** START RECORDS SUPPLIED **

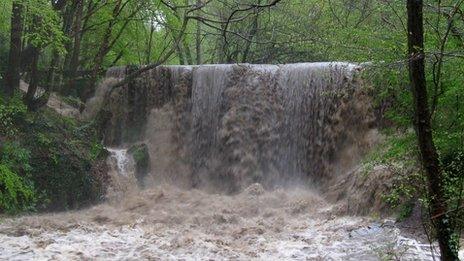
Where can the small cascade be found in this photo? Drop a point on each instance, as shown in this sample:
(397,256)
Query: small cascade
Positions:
(123,161)
(233,125)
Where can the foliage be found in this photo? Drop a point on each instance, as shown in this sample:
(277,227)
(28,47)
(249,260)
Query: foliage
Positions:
(11,115)
(15,194)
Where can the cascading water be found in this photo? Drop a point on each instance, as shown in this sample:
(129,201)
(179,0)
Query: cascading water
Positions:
(239,124)
(122,160)
(247,129)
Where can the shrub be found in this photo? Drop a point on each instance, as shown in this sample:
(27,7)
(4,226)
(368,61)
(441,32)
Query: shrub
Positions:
(15,194)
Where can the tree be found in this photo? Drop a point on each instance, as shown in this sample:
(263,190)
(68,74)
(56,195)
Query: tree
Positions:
(429,157)
(13,72)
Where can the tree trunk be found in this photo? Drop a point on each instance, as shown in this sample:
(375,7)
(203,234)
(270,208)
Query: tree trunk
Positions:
(422,124)
(34,82)
(198,36)
(74,60)
(12,77)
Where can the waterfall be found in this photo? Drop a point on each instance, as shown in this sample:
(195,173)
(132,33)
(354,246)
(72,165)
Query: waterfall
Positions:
(233,125)
(123,162)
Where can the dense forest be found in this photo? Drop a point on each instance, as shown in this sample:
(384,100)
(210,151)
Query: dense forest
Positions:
(55,54)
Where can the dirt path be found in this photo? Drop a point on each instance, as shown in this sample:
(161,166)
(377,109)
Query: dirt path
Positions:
(171,224)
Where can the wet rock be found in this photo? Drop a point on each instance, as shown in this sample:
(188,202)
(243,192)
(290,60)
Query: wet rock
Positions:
(255,189)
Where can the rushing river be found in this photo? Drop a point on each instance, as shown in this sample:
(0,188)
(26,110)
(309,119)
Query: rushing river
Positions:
(214,134)
(172,224)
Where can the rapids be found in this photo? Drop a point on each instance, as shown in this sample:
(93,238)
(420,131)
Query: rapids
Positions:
(168,223)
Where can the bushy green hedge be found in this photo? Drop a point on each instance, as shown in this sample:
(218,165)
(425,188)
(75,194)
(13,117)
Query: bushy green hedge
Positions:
(47,161)
(15,193)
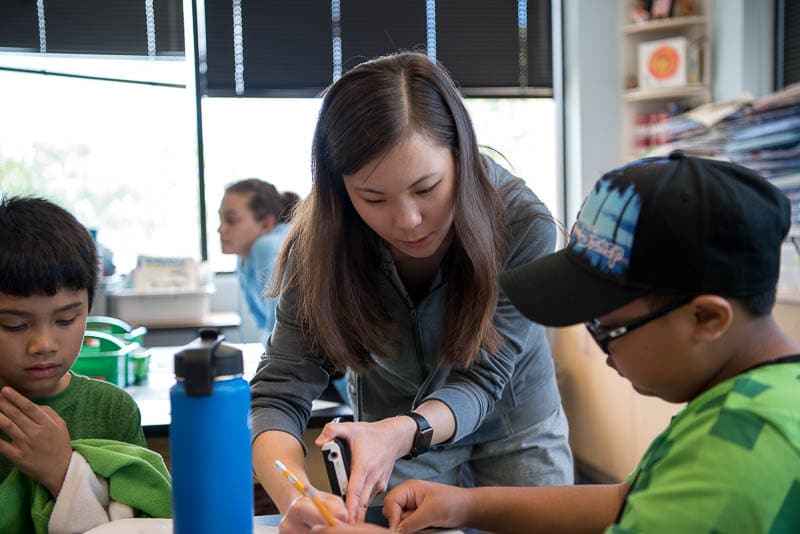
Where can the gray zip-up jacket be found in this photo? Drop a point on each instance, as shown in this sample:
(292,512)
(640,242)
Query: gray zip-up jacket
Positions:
(501,394)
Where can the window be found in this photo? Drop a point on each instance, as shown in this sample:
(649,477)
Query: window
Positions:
(121,157)
(271,139)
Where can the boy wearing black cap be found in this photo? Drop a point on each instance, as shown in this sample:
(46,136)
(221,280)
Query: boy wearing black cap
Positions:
(672,265)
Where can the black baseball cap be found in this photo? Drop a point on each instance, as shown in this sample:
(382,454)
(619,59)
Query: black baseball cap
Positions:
(669,225)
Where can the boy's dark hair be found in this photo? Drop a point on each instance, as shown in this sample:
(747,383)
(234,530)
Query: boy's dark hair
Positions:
(44,249)
(759,305)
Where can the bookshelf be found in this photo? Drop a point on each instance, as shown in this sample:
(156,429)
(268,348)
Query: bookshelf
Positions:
(642,107)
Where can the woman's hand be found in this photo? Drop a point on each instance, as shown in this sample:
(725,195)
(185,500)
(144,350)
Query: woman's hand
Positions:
(40,445)
(374,448)
(416,504)
(303,513)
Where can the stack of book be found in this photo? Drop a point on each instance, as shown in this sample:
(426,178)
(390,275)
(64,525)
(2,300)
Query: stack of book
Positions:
(763,135)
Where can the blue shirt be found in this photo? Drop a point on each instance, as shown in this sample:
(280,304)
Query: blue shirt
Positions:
(254,273)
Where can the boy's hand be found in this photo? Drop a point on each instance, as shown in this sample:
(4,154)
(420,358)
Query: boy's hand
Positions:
(417,504)
(40,444)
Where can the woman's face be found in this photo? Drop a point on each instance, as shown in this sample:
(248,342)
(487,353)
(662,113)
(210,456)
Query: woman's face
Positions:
(238,228)
(407,195)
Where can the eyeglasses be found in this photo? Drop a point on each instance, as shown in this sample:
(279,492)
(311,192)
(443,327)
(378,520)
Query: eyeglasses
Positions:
(603,335)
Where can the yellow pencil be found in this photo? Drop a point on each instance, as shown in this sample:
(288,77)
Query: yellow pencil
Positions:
(308,491)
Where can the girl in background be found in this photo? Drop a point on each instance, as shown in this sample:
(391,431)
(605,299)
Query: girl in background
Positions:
(253,225)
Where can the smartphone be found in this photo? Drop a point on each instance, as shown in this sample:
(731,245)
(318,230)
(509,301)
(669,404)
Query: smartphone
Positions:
(336,455)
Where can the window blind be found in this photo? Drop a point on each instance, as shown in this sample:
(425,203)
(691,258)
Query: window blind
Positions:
(298,47)
(115,27)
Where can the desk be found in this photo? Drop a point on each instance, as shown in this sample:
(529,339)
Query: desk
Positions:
(169,332)
(152,395)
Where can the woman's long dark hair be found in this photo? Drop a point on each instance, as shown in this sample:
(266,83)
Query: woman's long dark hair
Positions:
(335,255)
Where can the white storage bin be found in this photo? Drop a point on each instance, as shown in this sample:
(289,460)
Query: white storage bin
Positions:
(168,306)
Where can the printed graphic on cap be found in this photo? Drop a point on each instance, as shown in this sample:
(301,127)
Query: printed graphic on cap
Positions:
(603,233)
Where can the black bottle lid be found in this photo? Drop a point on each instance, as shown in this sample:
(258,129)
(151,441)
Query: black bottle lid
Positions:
(207,359)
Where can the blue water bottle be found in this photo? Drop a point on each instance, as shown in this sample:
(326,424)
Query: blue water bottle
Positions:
(209,442)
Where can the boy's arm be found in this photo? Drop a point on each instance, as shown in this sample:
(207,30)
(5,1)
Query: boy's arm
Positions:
(40,443)
(415,505)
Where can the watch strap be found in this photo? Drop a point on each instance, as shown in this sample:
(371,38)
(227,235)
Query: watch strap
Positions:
(423,437)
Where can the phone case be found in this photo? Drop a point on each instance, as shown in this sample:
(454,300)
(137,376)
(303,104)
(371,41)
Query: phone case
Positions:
(336,454)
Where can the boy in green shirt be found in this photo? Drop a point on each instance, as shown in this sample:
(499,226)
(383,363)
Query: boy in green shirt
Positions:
(57,428)
(672,265)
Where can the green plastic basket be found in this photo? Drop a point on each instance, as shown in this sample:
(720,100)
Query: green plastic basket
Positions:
(106,357)
(117,328)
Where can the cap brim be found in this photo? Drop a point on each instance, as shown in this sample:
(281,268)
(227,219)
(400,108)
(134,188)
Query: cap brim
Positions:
(556,291)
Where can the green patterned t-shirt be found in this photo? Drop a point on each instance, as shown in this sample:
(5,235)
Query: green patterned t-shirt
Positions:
(729,462)
(92,409)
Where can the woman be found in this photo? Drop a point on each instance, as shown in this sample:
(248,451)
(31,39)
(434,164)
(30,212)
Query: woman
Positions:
(253,224)
(390,272)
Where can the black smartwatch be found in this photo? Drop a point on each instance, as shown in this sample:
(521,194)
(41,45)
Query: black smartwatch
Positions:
(423,437)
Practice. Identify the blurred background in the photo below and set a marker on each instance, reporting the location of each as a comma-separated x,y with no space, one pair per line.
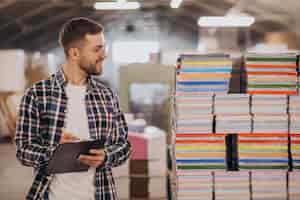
145,38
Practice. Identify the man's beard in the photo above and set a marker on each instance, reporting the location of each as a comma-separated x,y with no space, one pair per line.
90,69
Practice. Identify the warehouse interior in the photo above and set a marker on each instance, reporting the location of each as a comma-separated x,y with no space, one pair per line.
144,44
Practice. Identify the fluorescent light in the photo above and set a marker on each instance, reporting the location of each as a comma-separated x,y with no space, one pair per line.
175,3
226,21
116,5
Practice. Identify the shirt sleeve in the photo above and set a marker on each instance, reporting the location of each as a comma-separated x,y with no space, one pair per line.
30,151
119,151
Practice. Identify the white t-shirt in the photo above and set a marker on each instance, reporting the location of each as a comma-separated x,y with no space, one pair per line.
79,185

** END RECORDS SUPPLIED **

_CHALLENGE_
Take the line that contains "Where can the green patterned" and every line after it to the end of the records above; quote them exactly, leaving out the pictures.

_TASK OUTPUT_
Where can the green patterned t-shirt be found in this photo? Drop a point on each instance, as shown in this sample:
(5,235)
Query: green patterned t-shirt
Positions:
(729,462)
(92,409)
Where can the woman be found in this photo? Drop a point on each instance, as shown in this sample:
(248,451)
(31,39)
(434,164)
(30,212)
Query: woman
Positions:
(253,224)
(390,272)
Where can the black smartwatch be found in this photo? Drop a point on each instance, as shown in this sample:
(521,194)
(41,45)
Query: black smartwatch
Positions:
(423,437)
Practice. Identify the blurred background in the photo below and set a marker on each instance, reporting the location of each as a comma-separated x,y with no space, one pair per line.
145,38
Practice. Identify the man's beard in the photo above and set a marker on each instance, reporting the location of each as a comma-separated x,y with no space, one pair per line.
90,69
Practice. Identify the warehouse interior in the photo above and set a marker on each instance, reporting the location of each as a comma-separated x,y with no space, one pair per line.
144,44
Practice. Identify the fluorescent light in the photo above and set a marker on each instance, reporting the location of each as a comma-separated x,y with no space, one pair per line.
175,3
226,21
116,5
Practice. Identify the shirt sleeve in the photo above and set a marker on each instance, reporting the location of each as a comma-separated x,y with no space, one pair per line.
30,151
119,151
Practice. Identify the white t-shirt in the photo above and set a marker on each instance, reporting the location of each as a comma-separated x,y with no space, one pair per line.
79,185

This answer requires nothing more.